Position identification records
▼

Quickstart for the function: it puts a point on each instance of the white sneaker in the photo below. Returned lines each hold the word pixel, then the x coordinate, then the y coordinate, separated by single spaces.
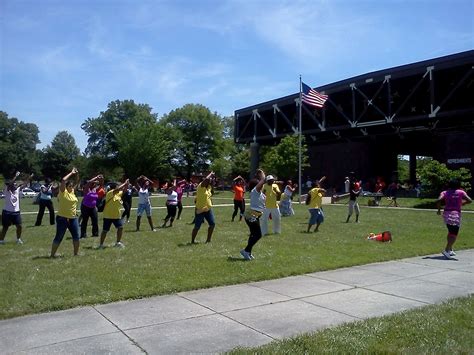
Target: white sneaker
pixel 446 254
pixel 245 254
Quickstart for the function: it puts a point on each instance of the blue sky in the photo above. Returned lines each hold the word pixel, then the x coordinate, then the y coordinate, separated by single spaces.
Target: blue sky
pixel 64 61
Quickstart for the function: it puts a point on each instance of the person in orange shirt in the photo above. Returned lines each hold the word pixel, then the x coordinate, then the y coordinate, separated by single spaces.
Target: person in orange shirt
pixel 238 187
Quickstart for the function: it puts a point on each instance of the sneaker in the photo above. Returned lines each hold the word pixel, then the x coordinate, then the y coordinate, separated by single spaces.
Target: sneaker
pixel 446 254
pixel 245 254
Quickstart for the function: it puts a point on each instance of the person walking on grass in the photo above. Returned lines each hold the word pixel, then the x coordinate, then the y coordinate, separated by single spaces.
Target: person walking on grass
pixel 67 213
pixel 113 204
pixel 11 210
pixel 144 204
pixel 88 206
pixel 238 187
pixel 46 201
pixel 253 213
pixel 453 199
pixel 204 208
pixel 272 193
pixel 354 192
pixel 180 187
pixel 171 204
pixel 314 200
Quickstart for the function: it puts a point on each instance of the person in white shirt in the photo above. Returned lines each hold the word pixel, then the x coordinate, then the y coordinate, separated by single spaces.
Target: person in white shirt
pixel 11 210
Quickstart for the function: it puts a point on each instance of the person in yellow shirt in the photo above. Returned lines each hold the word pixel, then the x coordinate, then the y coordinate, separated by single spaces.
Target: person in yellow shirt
pixel 272 196
pixel 314 200
pixel 113 204
pixel 66 218
pixel 204 208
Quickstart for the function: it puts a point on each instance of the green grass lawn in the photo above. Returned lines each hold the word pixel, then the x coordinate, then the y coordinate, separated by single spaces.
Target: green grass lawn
pixel 164 262
pixel 439 329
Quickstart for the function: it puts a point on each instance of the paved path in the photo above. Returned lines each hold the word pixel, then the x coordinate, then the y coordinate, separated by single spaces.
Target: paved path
pixel 222 318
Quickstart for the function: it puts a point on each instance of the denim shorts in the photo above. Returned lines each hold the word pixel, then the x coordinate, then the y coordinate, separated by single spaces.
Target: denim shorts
pixel 63 224
pixel 118 223
pixel 317 216
pixel 208 216
pixel 144 207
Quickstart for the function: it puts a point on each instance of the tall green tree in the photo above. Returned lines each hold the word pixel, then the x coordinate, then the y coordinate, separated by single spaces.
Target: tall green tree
pixel 59 155
pixel 197 138
pixel 145 150
pixel 282 160
pixel 18 142
pixel 120 116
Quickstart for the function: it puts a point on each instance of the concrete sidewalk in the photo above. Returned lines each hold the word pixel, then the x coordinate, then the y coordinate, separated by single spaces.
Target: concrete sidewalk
pixel 222 318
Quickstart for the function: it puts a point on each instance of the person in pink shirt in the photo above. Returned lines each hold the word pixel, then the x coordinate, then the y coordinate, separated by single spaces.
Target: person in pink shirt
pixel 453 198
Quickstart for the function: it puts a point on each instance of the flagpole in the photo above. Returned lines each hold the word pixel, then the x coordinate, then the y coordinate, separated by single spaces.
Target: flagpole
pixel 299 143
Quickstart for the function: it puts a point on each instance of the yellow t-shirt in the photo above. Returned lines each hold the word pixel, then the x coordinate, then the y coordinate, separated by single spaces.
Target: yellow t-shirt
pixel 113 204
pixel 67 206
pixel 203 198
pixel 271 192
pixel 316 198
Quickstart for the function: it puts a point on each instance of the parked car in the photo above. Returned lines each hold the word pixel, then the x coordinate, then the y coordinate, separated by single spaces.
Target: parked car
pixel 27 192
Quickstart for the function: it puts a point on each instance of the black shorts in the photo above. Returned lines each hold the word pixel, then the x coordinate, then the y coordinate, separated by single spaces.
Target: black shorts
pixel 9 218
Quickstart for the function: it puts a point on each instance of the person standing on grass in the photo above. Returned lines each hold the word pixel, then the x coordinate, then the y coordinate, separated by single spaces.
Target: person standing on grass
pixel 171 205
pixel 11 210
pixel 144 204
pixel 45 201
pixel 354 192
pixel 314 200
pixel 127 202
pixel 453 199
pixel 67 213
pixel 272 193
pixel 204 208
pixel 88 206
pixel 180 187
pixel 254 212
pixel 238 187
pixel 113 204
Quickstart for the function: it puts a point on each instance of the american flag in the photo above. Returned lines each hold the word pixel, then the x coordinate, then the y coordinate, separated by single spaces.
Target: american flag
pixel 312 97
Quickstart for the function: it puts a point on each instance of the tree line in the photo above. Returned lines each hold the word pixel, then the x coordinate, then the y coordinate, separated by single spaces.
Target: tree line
pixel 128 139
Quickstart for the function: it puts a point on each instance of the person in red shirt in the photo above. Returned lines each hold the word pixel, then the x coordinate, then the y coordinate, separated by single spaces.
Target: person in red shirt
pixel 238 187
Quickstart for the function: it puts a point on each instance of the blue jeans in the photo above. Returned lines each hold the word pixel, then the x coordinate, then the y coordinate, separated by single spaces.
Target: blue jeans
pixel 63 224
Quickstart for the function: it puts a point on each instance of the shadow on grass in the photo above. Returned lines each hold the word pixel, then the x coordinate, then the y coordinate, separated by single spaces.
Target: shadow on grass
pixel 439 257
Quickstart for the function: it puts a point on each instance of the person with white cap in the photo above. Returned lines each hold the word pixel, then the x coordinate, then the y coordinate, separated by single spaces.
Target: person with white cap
pixel 272 193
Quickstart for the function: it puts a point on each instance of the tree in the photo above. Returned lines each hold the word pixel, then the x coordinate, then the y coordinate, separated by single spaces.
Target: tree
pixel 58 157
pixel 197 138
pixel 18 142
pixel 145 150
pixel 435 176
pixel 119 116
pixel 282 160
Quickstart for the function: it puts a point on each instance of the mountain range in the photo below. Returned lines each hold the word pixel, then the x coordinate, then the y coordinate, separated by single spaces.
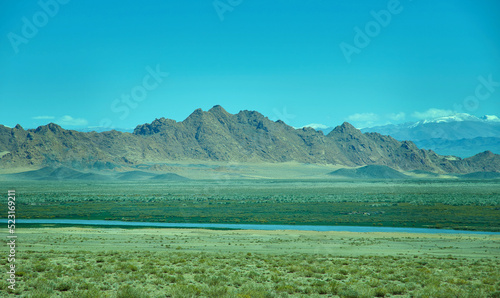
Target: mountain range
pixel 461 134
pixel 216 135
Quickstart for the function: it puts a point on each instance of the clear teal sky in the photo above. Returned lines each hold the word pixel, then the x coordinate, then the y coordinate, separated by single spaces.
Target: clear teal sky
pixel 76 63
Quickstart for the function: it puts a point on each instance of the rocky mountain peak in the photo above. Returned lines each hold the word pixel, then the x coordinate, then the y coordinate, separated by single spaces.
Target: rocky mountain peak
pixel 345 128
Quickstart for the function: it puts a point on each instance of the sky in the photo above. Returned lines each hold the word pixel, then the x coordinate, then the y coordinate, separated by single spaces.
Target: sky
pixel 116 64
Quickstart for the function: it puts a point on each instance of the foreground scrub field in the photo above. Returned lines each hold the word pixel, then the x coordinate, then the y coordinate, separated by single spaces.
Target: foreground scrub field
pixel 89 262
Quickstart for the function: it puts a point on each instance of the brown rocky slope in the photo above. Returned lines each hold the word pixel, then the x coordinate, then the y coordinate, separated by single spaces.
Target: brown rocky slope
pixel 217 135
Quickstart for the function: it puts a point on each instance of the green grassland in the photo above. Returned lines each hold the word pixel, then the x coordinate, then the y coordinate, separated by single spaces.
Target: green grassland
pixel 55 261
pixel 468 205
pixel 92 262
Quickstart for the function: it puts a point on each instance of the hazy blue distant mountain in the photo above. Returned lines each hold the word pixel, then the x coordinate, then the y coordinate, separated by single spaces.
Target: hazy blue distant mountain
pixel 461 134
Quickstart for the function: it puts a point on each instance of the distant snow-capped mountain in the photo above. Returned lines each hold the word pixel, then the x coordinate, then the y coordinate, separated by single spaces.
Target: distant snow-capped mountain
pixel 459 117
pixel 460 134
pixel 319 127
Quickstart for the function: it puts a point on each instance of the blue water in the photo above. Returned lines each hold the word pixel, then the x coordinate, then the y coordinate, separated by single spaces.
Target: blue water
pixel 360 229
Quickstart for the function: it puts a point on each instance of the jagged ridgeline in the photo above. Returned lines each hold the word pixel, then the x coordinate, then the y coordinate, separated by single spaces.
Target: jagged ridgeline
pixel 217 135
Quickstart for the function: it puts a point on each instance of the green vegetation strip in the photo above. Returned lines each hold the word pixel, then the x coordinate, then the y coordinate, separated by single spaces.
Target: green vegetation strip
pixel 451 205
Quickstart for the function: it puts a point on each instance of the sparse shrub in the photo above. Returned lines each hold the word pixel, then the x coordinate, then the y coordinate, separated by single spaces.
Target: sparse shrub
pixel 65 285
pixel 128 291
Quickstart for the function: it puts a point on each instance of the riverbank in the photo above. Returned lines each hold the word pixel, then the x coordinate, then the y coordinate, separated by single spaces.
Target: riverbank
pixel 114 262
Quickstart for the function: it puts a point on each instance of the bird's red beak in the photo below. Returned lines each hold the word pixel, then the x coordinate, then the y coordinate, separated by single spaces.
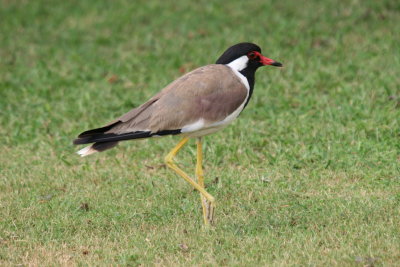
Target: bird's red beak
pixel 268 61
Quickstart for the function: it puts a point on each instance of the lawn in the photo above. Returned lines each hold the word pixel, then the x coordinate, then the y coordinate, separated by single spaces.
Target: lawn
pixel 309 175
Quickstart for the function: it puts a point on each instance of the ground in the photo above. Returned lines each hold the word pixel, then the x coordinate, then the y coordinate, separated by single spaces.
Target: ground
pixel 308 175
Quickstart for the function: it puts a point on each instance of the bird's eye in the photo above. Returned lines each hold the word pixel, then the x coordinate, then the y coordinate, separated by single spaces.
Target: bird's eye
pixel 252 55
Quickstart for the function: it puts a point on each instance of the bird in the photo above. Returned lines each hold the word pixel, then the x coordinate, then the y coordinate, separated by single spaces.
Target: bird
pixel 197 104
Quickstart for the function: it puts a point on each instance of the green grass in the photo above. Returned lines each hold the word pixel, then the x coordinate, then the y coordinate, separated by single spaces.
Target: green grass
pixel 308 175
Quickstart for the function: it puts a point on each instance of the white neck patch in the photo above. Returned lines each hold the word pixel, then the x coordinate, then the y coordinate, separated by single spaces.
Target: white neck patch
pixel 239 63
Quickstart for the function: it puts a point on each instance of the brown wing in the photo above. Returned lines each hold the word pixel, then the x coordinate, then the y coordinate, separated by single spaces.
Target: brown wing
pixel 211 92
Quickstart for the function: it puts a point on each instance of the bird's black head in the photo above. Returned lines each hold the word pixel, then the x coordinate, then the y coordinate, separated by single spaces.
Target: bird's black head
pixel 246 58
pixel 245 55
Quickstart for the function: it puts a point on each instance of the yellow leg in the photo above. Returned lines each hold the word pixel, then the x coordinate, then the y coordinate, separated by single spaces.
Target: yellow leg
pixel 208 207
pixel 169 161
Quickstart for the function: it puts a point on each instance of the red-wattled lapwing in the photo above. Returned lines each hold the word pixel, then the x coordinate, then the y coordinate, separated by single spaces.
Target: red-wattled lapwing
pixel 199 103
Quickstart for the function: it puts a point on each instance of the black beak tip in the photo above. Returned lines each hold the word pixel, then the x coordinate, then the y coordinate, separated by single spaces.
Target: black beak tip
pixel 277 64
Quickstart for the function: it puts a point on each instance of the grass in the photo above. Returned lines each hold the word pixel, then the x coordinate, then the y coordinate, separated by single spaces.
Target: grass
pixel 308 175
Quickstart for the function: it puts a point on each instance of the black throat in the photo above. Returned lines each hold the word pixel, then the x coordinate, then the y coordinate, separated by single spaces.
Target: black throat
pixel 249 72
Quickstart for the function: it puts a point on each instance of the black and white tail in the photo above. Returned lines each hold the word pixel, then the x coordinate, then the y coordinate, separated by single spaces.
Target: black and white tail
pixel 103 141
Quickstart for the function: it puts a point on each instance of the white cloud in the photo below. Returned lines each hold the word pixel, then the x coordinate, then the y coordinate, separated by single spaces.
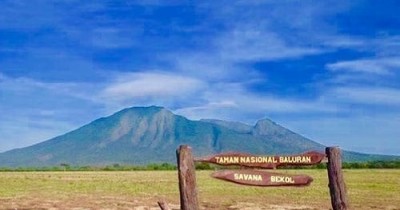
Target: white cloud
pixel 149 85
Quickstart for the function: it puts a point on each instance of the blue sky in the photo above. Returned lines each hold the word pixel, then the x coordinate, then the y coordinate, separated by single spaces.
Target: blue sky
pixel 329 70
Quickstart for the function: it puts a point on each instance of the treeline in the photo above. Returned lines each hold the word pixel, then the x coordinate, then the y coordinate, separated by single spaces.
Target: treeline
pixel 199 166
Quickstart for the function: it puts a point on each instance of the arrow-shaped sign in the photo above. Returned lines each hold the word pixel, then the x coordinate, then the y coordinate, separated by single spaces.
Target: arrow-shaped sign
pixel 262 178
pixel 243 159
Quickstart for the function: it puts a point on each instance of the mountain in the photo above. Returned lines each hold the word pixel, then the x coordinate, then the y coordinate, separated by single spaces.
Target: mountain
pixel 142 135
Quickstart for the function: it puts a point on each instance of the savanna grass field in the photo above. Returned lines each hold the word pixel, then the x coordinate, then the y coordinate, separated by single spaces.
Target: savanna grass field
pixel 367 189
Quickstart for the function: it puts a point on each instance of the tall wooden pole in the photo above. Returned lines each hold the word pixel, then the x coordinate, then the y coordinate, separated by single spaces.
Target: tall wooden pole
pixel 187 178
pixel 337 186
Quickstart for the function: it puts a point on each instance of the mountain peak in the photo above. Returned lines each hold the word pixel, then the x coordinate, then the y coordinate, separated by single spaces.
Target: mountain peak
pixel 142 135
pixel 267 127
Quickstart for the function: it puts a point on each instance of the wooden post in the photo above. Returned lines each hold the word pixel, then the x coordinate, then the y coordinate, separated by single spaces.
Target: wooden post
pixel 187 178
pixel 163 205
pixel 337 186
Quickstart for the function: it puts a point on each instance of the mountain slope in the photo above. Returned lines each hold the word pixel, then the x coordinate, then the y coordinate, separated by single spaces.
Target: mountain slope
pixel 143 135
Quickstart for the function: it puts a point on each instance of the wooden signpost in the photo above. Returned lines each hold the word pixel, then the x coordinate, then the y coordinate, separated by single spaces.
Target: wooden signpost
pixel 268 162
pixel 262 178
pixel 187 179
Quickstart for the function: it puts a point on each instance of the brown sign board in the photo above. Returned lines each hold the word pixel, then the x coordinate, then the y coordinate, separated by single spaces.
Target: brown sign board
pixel 262 178
pixel 269 162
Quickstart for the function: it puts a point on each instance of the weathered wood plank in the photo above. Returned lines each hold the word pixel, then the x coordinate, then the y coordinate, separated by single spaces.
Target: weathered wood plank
pixel 270 162
pixel 262 178
pixel 337 186
pixel 163 205
pixel 187 178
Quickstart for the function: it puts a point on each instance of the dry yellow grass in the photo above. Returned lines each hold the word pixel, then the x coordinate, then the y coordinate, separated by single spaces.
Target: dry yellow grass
pixel 368 189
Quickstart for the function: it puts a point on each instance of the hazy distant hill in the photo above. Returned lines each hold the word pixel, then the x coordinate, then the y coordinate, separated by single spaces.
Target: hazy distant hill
pixel 143 135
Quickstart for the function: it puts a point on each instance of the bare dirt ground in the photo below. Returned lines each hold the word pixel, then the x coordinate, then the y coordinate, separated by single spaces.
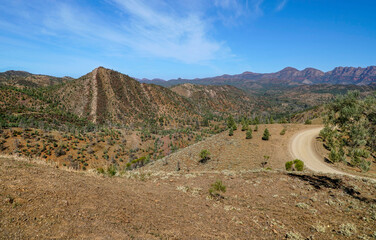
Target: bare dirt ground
pixel 302 146
pixel 236 152
pixel 42 202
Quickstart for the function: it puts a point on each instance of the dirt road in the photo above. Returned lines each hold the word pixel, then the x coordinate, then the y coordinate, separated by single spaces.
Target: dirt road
pixel 302 147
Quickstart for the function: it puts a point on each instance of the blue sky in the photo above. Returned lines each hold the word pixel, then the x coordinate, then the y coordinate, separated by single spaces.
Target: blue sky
pixel 185 38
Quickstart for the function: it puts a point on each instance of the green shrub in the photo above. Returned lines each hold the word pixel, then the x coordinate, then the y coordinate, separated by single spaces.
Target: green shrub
pixel 248 134
pixel 299 165
pixel 288 165
pixel 216 188
pixel 111 170
pixel 244 126
pixel 231 132
pixel 296 165
pixel 204 156
pixel 266 135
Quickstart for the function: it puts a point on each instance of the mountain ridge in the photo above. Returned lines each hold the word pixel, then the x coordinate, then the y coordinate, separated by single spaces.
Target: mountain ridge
pixel 286 76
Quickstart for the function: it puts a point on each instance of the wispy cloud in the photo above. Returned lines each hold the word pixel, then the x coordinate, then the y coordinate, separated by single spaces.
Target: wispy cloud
pixel 281 5
pixel 156 28
pixel 168 34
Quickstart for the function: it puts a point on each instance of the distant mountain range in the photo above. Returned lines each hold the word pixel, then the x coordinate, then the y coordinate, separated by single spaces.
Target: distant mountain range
pixel 288 77
pixel 107 96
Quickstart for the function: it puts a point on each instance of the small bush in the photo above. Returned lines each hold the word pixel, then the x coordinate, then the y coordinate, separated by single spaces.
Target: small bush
pixel 111 170
pixel 266 135
pixel 217 188
pixel 248 134
pixel 231 132
pixel 347 229
pixel 204 156
pixel 296 165
pixel 299 165
pixel 288 165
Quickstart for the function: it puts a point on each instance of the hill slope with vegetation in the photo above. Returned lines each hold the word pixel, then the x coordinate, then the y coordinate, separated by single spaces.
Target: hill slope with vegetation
pixel 350 130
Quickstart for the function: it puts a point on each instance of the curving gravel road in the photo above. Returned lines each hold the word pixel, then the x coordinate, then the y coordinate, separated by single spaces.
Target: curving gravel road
pixel 302 147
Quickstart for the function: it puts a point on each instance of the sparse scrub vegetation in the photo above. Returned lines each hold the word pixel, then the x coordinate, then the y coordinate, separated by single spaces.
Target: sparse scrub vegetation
pixel 296 165
pixel 204 156
pixel 350 130
pixel 216 189
pixel 266 135
pixel 248 134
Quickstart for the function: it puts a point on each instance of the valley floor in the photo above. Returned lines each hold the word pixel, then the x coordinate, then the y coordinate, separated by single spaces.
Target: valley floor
pixel 42 202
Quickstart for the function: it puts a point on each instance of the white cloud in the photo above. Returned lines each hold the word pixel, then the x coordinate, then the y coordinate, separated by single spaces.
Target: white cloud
pixel 281 5
pixel 157 28
pixel 167 34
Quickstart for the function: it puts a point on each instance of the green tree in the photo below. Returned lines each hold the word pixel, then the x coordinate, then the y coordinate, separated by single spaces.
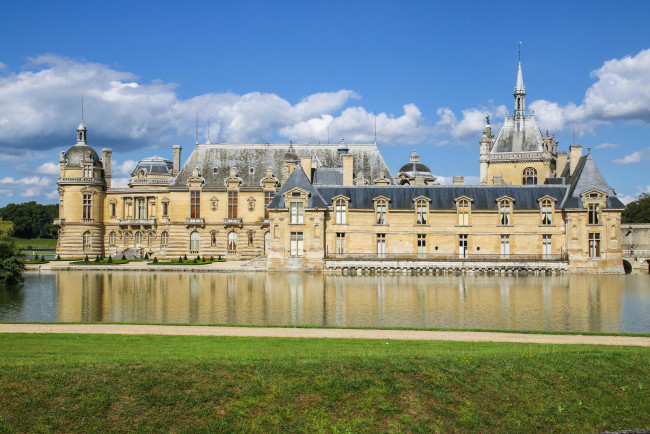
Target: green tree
pixel 12 263
pixel 31 219
pixel 6 229
pixel 638 211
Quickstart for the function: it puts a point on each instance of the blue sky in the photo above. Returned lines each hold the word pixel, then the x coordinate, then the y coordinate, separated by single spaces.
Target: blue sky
pixel 275 71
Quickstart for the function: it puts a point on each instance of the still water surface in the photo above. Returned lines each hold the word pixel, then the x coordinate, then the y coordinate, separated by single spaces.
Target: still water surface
pixel 570 303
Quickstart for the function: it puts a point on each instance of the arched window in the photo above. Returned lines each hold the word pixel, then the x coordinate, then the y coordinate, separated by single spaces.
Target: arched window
pixel 340 211
pixel 547 212
pixel 530 176
pixel 194 242
pixel 463 212
pixel 267 242
pixel 232 242
pixel 86 240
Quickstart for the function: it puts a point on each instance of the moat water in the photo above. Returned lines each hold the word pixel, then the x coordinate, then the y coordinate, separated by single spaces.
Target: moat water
pixel 552 303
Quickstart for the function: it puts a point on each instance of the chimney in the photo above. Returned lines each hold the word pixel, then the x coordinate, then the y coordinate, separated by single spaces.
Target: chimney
pixel 106 162
pixel 177 159
pixel 575 152
pixel 560 163
pixel 348 169
pixel 305 162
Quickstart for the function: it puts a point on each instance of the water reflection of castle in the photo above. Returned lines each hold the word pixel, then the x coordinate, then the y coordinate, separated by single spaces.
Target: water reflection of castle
pixel 581 303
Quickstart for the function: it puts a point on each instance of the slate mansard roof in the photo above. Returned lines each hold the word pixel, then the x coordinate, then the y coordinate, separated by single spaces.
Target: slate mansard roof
pixel 251 162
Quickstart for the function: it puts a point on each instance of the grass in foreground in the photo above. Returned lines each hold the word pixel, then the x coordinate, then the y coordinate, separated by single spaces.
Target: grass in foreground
pixel 154 383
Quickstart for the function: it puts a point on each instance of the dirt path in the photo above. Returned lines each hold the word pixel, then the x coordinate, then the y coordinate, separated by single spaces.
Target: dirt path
pixel 125 329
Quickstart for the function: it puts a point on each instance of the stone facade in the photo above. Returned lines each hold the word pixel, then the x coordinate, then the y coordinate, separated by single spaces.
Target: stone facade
pixel 305 205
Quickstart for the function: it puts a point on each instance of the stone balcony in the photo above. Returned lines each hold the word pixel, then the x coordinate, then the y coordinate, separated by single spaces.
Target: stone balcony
pixel 232 222
pixel 195 222
pixel 136 222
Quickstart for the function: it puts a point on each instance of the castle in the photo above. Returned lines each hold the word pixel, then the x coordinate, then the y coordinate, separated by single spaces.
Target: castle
pixel 335 206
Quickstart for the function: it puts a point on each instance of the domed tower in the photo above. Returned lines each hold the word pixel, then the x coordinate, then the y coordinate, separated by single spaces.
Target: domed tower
pixel 414 173
pixel 82 190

▲

> **Stated task**
Please repeat the lines of the records above word for word, starting at the line that contains "the mountain slope" and ending at the line that contains "pixel 368 189", with both of those lines included.

> **Reply to the task**
Quickstart for the function: it puts a point on each instance of the mountain slope in the photo above. Returned lines each hold the word pixel, then the x coordinate, then the y coordinate, separated by single spaces.
Target: mountain slope
pixel 143 135
Quickstart for the function: it puts a point on each instance of the wooden signpost in the photo above. Returned lines each hold the word pixel, then the x coordinate, then the y coordinate, separated by single spaces.
Target: wooden signpost
pixel 268 162
pixel 262 178
pixel 187 179
Quickstart for the function: it puts a point on each instance of the brown sign board in the photo above. Returned lines each hold the word pixel, then the x coordinate, then the y coordinate, separated by single spaces.
Target: brown sign board
pixel 262 178
pixel 269 162
Quickstart for the function: it puts a point on each instance of the weathered wood plank in the photo above. Returned lines each hold the word pixel, then the x coordinate, then the y coordinate, separated by single spaces.
Target: weathered wood plank
pixel 270 162
pixel 262 178
pixel 337 186
pixel 163 205
pixel 187 178
Quickstart for the function: it puts a point on each instance of the dry yellow grass in the photo above. Returned lines each hold the word pixel, then the x coordinate, then the y coordinate, separated by single spaces.
Target: dry yellow grass
pixel 368 189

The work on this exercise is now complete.